» **Requests**
(1) From the book summary, pull out the passage between "The Effective Manager" and "average manager’s results.", inclusive, and reproduce it word for word.
(2) Answer these questions using the book summary:
(a) What does it name as a manager's first responsibility?
(b) For everyone who works for you, what should you learn?
(c) Who provides the practical advice and step-by-step examples?
(3) Decide whether each statement agrees with the book summary. Answer yes or no, and quote the words that settle it.
(a) Most of the notes are in the note-taker's own words.
(b) A manager's second responsibility is to retain their people.
(c) Feedback should be used to rehash the past.
-- start Selected excerpt --
3 Sentence Summary
An effective manager is someone who produces results while retaining and developing a high performing team. They do this by building relationships with their people, communicating clearly about performance, asking for more, and pushing work down. In this book, Mark Horstman provides practical advice and step-by-step examples for anyone who wants to learn the behaviors of an effective manager.
5 Key Takeaways
- Get to know your people. For everyone that works for you, learn the names of their kids.
- Talking about performance regularly is the key to better results and retaining your best people.
- Ask for more. Like a good coach, a manager figures out how to get the best performance from each individual.
- Make one-on-one meetings are a manager’s most effective tool.
- Don’t give feedback when you’re angry. Use it to encourage good behavior in the future, not to rehash the past.
The Effective Manager Summary
Please Note
The following book summary is a collection of my notes and highlights taken straight from the book. Most of them are direct quotes. Some are paraphrases. Very few are my own words.
These notes are informal. I try to organize them by chapter. But I pick and choose ideas to include at my discretion.
Enjoy!
What Is an Effective Manager?
- Your first responsibility as a manager is to achieve results.
- You must know what results are expected of you and how to quantify them.
- Your second responsibility is to retain your people.
Get to Know Your People
- A manager who knows his team members one standard deviation better than the average manager produces results that are two standard deviations better than the average manager’s results.
-- end Selected excerpt --
-- start Dataset excerpts --
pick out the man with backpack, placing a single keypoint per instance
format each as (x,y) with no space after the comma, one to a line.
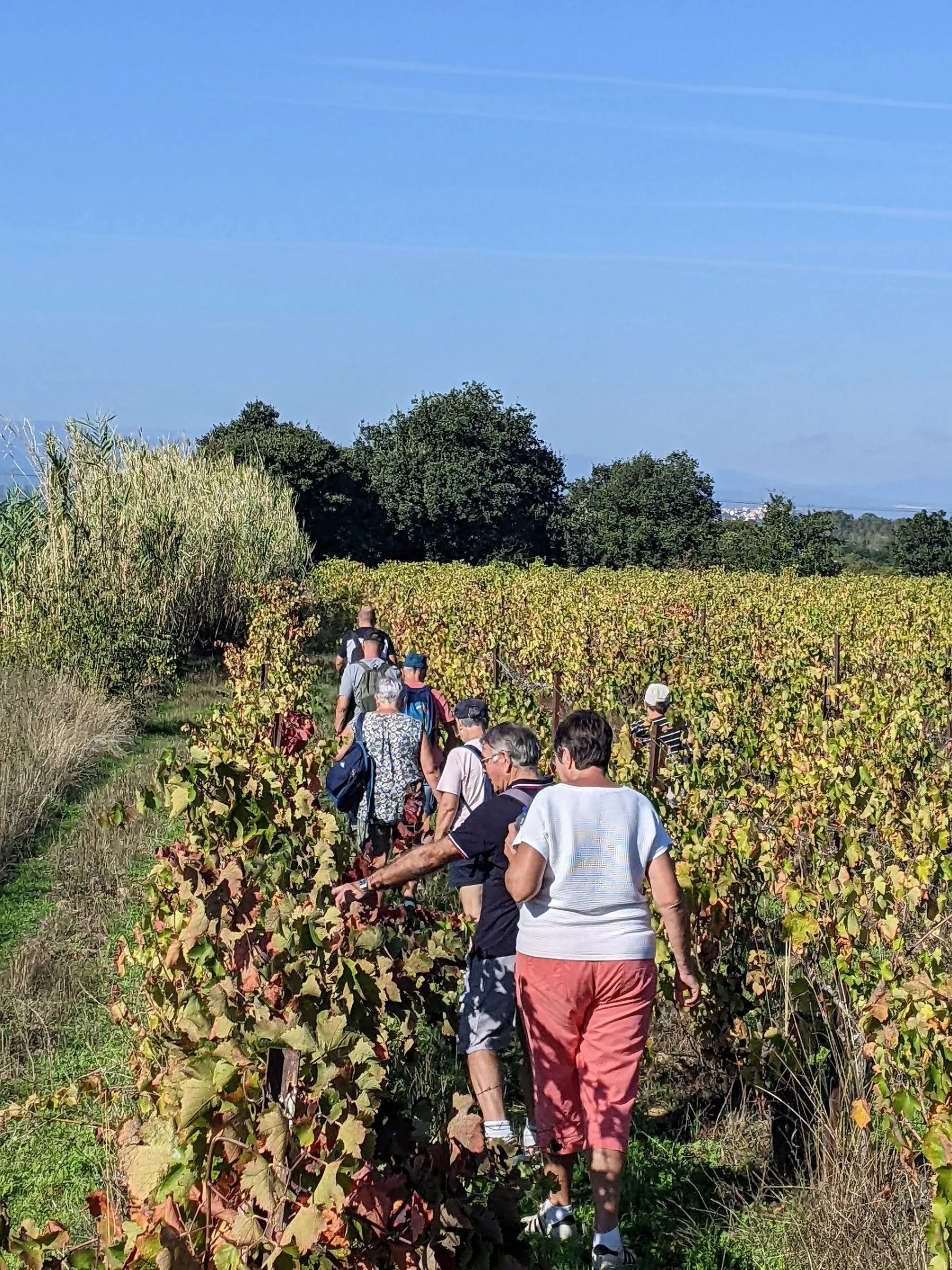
(351,646)
(488,1021)
(423,702)
(360,681)
(462,788)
-- end Dataset excerpts --
» **Answers given**
(1)
The Effective Manager Summary
Please Note
The following book summary is a collection of my notes and highlights taken straight from the book. Most of them are direct quotes. Some are paraphrases. Very few are my own words.
These notes are informal. I try to organize them by chapter. But I pick and choose ideas to include at my discretion.
Enjoy!
What Is an Effective Manager?
- Your first responsibility as a manager is to achieve results.
- You must know what results are expected of you and how to quantify them.
- Your second responsibility is to retain your people.
Get to Know Your People
- A manager who knows his team members one standard deviation better than the average manager produces results that are two standard deviations better than the average manager’s results.

(2)
(a) To achieve results.
(b) The names of their kids.
(c) Mark Horstman.

(3)
(a) No: "Very few are my own words."
(b) Yes: "Your second responsibility is to retain your people."
(c) No: "Use it to encourage good behavior in the future, not to rehash the past."